• **What the task asks**: Reproduce, character for character, the lines of the listing from the line with "Ground eyeglasses lens." up to and including the line with "0 540 952 1232".

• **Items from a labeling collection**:
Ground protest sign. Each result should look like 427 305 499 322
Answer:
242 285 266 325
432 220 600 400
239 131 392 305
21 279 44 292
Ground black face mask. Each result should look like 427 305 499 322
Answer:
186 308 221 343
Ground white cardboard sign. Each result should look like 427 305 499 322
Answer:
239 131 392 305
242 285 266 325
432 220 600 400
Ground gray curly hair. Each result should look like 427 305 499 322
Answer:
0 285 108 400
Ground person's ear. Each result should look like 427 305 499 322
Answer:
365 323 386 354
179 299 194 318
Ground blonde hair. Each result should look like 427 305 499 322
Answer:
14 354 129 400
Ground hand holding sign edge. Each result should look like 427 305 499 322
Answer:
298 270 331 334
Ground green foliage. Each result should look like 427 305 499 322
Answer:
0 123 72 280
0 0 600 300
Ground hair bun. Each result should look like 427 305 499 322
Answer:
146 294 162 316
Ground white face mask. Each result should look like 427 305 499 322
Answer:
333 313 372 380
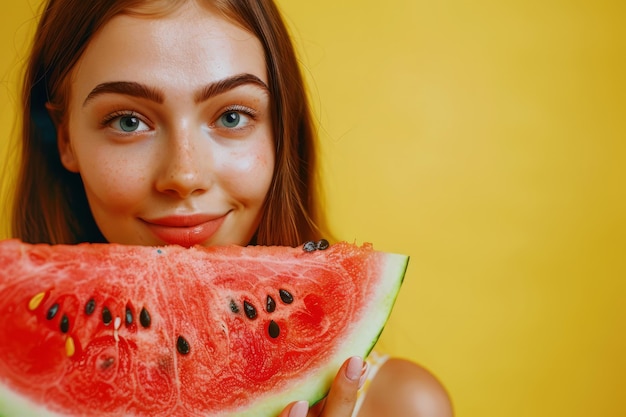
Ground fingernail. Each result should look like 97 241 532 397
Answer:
346 356 363 381
289 401 309 417
359 362 370 389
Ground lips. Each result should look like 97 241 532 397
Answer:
144 214 226 248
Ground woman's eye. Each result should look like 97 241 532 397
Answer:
110 115 150 133
217 110 250 129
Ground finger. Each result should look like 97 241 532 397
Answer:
321 356 367 417
278 401 309 417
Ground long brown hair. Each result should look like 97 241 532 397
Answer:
12 0 326 246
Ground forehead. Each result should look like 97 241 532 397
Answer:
72 2 267 98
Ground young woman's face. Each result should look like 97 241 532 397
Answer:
59 2 274 246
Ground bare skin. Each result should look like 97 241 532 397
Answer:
51 3 452 417
279 358 454 417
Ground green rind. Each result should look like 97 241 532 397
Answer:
0 244 409 417
229 252 409 417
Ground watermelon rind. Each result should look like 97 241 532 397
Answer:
232 253 409 417
0 242 409 417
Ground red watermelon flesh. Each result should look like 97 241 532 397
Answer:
0 240 408 417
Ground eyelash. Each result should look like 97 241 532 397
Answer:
100 104 258 129
218 104 258 120
100 110 147 127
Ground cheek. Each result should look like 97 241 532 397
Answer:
224 144 274 204
75 152 147 208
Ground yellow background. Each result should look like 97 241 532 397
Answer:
0 0 626 417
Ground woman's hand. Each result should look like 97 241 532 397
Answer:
278 356 367 417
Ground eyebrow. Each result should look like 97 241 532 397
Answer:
83 73 269 107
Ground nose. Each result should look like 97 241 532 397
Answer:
156 130 211 198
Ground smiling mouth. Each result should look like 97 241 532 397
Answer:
144 215 226 248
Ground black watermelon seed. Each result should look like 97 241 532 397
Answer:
46 303 59 320
126 306 133 326
85 298 96 316
243 301 256 320
278 289 293 304
317 239 330 250
139 307 152 329
176 336 191 355
302 240 317 252
59 314 70 333
100 356 115 371
265 295 276 313
267 320 280 339
102 307 113 326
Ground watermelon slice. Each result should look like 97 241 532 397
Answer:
0 240 408 417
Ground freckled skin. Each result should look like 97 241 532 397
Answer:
59 2 274 249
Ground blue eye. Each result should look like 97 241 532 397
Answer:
107 114 150 133
119 116 141 132
220 111 241 128
215 106 256 130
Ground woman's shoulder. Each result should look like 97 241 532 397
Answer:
357 358 453 417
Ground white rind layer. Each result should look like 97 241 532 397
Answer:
0 245 409 417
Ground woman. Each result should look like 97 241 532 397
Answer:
7 0 452 417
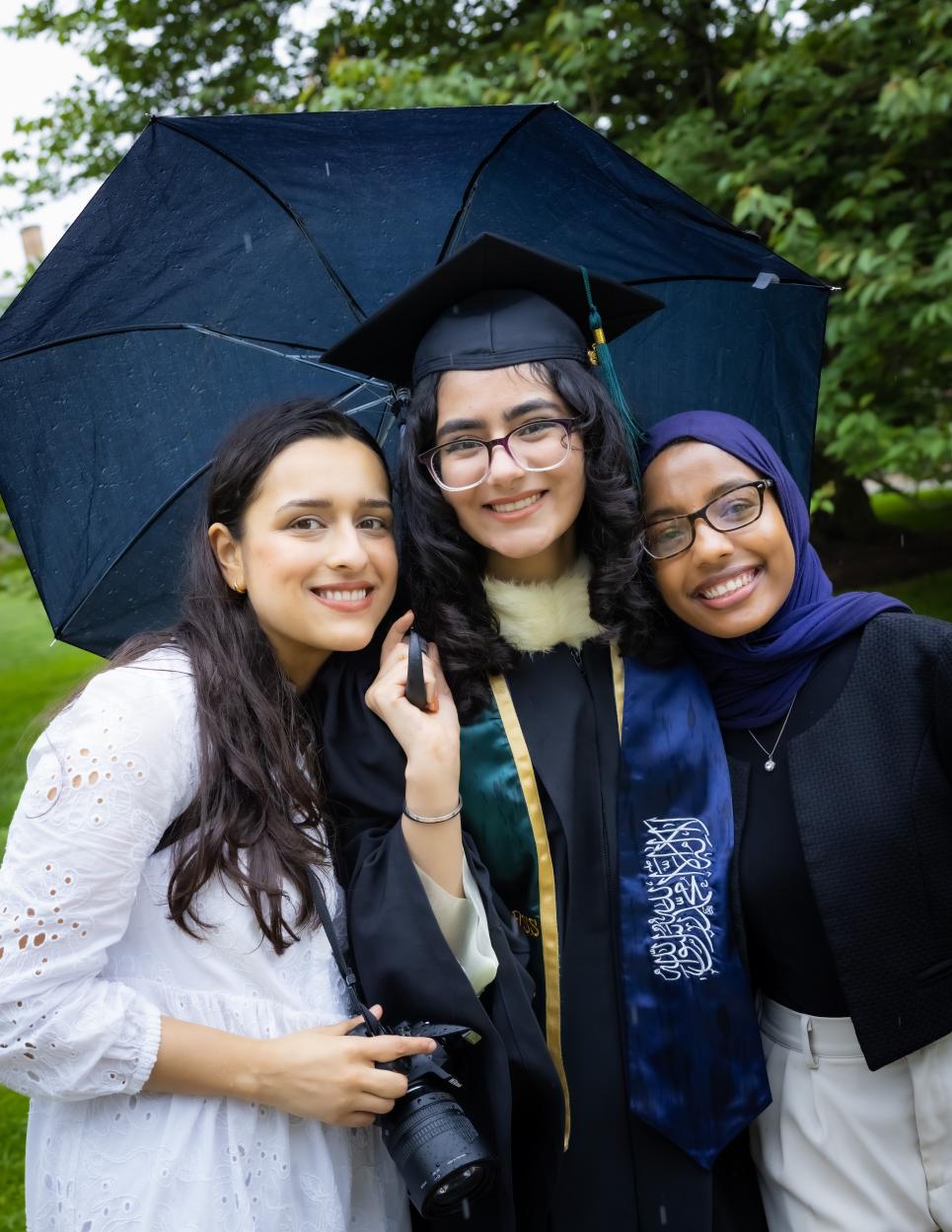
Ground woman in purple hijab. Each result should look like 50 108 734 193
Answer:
641 411 952 1232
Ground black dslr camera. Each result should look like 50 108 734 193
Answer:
350 1023 496 1218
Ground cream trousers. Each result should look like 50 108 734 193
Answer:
752 999 952 1232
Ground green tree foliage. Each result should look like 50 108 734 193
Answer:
3 0 952 490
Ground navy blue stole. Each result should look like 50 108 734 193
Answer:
617 659 769 1168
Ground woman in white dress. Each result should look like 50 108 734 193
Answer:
0 401 495 1232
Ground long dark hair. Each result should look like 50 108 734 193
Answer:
113 398 387 954
401 360 670 721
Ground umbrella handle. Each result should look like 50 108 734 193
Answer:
406 628 426 709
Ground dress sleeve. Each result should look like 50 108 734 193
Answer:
0 657 195 1100
413 860 499 993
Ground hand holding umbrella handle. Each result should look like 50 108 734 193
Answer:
406 628 426 709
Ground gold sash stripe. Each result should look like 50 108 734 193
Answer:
489 677 571 1149
612 642 624 741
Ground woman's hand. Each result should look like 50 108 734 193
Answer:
254 1005 435 1127
143 1005 435 1126
366 613 463 899
365 613 460 793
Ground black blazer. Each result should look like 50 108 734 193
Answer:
729 613 952 1069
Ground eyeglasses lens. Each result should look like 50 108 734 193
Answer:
432 420 569 489
644 484 764 560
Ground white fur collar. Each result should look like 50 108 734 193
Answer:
482 557 601 650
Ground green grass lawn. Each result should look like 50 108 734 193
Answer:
0 540 952 1232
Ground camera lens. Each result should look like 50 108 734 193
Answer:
381 1084 495 1218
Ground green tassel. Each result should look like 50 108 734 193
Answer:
579 265 645 488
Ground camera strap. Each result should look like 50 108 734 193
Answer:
308 867 382 1035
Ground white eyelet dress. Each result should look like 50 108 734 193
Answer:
0 649 408 1232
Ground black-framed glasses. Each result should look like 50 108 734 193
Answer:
641 479 773 560
418 419 577 491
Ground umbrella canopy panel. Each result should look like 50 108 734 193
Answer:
0 104 829 649
0 330 380 654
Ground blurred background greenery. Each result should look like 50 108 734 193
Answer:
0 0 952 1232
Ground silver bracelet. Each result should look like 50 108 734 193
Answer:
403 796 463 826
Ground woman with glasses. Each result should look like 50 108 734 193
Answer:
323 238 766 1232
643 411 952 1232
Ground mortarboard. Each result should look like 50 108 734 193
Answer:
322 234 664 388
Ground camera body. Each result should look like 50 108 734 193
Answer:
351 1023 495 1218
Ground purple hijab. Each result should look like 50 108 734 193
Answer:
641 410 909 728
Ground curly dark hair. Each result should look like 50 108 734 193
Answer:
106 398 387 954
399 360 671 722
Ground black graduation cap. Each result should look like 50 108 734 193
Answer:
322 233 664 388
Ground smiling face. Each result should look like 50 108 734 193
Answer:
208 437 397 688
433 365 585 582
643 441 795 637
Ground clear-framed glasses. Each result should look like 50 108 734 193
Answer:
641 479 773 560
418 419 577 491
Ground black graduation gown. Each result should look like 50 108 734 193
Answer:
321 643 766 1232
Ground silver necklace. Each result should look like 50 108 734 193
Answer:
748 689 799 770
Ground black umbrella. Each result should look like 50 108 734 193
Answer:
0 105 829 653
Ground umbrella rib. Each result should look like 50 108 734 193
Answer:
436 103 558 265
620 273 837 291
0 321 337 371
152 115 367 322
53 459 212 637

• **Answer**:
Ground eyeglasses lens. Each result should look like 50 108 734 193
Answer:
432 420 569 489
644 484 764 560
Ground white fur collar. Each result should look like 50 108 734 193
Answer:
482 557 601 650
Ground green grass lawn. Each result should look like 50 108 734 193
Answer:
0 540 952 1232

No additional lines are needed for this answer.